* _抜粋本文_:
==*==

本発明は、電動モータ付きポンプによりホースを介して所定の供給対象部材へ導電性液体を供給する液体供給装置に関する。
従来より、多くの分野で回転駆動用の駆動源として電動モータが使用されており、自動車の分野においても、ラジエータファン、燃料ポンプ、ウォータポンプ等の駆動源として用いられている。この電動モータは、通常、複数の永久磁石を備えた回転子と、複数の積層コアとこれらコアに巻回されたコイルとを備えた固定子と、PWM(Pulse Width Modulation)等の方式で制御する制御回路と、制御回路からの制御信号に基づく駆動パルスを固定子のコイルへ送信する駆動回路等により形成されている。制御回路には制御用の演算処理を行うマイクロコンピュータ等が設けられ、駆動回路にはリアクタ、整流器、スイッチング回路を構成するトランジスタ等が設けられている。
前記の電動モータは、その構成上、大きく分けて2箇所の部分から電子機器に影響を与える電磁波(電磁ノイズ)を発生することが知られている。
第1は、制御基盤上に設置された制御回路から発せられる電磁ノイズである。
制御回路は周期的なカウント動作を行う水晶発振子を備えているため、この水晶発振子によるカウント動作に起因して水晶発振子から一定周期の電磁波が放射され、制御回路自体からも電磁波が放射されている。
第2は、固定子のコイル等から発せられる電磁ノイズである。
駆動回路自体とこの駆動回路に接続された巻回コイルから電磁波が発生している。
巻回コイルはインダクタンスを有しているため、通電された電流がオンからオフ又はオフからオンに切替えられた場合、自己誘導作用により巻回コイル内に大きな逆起電力が誘発されてコイルから電磁波が発生する。

==*==

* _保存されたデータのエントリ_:
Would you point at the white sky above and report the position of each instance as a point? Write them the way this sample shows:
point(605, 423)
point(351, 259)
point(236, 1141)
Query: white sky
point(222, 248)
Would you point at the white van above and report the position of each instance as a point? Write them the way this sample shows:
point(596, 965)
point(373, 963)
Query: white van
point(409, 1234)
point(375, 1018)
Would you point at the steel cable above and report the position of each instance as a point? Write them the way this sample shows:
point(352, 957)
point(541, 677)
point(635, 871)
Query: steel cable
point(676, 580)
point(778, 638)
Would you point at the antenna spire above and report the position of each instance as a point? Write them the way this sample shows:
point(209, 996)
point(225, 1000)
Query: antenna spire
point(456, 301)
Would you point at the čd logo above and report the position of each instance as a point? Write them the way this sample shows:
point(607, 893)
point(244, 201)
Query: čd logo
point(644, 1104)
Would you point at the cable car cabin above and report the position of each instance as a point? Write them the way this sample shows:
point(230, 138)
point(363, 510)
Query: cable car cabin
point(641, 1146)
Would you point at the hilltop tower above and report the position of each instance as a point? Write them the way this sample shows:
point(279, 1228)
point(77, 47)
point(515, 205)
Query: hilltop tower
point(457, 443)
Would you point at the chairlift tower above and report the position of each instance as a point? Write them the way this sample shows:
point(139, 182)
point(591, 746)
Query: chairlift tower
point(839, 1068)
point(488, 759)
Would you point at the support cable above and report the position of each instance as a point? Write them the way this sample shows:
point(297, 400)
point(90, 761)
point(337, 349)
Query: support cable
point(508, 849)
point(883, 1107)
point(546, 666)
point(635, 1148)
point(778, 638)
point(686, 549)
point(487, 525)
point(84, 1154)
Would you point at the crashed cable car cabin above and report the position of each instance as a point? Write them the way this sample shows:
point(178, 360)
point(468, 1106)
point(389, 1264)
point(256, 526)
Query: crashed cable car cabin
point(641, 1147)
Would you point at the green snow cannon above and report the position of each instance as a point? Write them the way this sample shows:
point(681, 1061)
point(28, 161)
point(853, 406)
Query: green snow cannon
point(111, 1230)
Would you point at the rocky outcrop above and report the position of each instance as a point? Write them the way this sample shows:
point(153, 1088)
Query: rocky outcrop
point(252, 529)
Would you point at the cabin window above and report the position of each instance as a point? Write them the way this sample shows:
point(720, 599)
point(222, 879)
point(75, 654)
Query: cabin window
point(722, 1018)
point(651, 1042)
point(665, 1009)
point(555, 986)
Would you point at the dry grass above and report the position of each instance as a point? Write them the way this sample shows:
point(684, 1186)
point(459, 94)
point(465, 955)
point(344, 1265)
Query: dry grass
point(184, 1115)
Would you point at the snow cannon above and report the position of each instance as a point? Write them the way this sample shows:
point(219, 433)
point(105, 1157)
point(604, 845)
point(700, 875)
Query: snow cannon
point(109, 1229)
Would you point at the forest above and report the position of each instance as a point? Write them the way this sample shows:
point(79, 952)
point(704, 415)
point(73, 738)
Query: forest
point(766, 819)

==*==

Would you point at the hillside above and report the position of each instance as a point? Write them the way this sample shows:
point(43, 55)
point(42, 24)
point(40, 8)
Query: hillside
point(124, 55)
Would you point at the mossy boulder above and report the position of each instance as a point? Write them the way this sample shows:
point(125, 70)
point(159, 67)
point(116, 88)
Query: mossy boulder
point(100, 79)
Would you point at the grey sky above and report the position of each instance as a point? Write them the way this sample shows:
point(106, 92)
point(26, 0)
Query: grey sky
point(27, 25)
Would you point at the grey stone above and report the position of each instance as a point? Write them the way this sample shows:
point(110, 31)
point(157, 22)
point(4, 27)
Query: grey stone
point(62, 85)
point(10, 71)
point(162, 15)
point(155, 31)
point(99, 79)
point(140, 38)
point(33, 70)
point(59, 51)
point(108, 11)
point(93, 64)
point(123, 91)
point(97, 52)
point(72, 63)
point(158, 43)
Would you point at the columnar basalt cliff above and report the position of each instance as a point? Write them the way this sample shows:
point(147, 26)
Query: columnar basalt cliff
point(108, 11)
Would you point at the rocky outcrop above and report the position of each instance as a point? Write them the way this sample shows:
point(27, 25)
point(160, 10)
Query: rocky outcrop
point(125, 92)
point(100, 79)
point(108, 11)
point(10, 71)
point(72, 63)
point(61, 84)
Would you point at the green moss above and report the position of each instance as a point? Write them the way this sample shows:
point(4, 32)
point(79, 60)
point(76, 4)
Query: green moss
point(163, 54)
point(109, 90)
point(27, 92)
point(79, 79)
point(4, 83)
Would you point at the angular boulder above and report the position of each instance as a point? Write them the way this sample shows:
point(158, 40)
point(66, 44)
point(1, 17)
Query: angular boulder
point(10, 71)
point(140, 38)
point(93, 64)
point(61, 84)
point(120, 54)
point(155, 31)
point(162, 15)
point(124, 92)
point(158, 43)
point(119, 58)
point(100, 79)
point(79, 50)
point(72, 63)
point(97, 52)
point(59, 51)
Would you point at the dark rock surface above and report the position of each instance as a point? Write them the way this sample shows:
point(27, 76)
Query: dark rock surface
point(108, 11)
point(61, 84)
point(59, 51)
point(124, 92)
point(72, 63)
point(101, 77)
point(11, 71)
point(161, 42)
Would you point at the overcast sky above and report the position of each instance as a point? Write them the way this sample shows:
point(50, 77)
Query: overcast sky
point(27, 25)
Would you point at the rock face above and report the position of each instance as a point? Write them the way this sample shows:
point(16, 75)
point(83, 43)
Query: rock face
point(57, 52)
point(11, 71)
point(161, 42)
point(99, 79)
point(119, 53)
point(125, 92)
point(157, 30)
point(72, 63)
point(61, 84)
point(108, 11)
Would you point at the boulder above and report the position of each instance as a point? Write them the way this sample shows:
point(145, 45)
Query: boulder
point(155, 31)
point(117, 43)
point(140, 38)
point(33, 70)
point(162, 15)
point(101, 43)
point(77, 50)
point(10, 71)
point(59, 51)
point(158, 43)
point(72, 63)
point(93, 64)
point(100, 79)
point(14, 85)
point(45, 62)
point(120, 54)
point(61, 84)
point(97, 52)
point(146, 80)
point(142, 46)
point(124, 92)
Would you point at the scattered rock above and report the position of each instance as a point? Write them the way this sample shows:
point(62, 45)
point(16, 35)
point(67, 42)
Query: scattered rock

==*==

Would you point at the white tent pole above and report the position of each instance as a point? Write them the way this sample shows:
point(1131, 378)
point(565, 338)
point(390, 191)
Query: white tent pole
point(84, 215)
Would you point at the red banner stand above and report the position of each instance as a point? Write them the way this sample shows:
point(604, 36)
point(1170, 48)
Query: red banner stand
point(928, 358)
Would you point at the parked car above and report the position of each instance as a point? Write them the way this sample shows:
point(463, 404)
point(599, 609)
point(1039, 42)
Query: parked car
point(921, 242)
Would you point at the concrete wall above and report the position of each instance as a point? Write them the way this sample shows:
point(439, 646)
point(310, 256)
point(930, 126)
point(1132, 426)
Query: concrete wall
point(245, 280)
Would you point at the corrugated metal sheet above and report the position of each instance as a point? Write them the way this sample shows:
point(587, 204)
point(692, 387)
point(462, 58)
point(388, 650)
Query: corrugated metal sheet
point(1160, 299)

==*==

* _作業内容_:
液体供給装置についての文章のうち、「制御回路は周期的なカウント動」という語句を含む箇所で始まり「コイルから電磁波が発生する。」で終わる部分を、一字一句変えずに出力してください。

* _回答_:
制御回路は周期的なカウント動作を行う水晶発振子を備えているため、この水晶発振子によるカウント動作に起因して水晶発振子から一定周期の電磁波が放射され、制御回路自体からも電磁波が放射されている。
第2は、固定子のコイル等から発せられる電磁ノイズである。
駆動回路自体とこの駆動回路に接続された巻回コイルから電磁波が発生している。
巻回コイルはインダクタンスを有しているため、通電された電流がオンからオフ又はオフからオンに切替えられた場合、自己誘導作用により巻回コイル内に大きな逆起電力が誘発されてコイルから電磁波が発生する。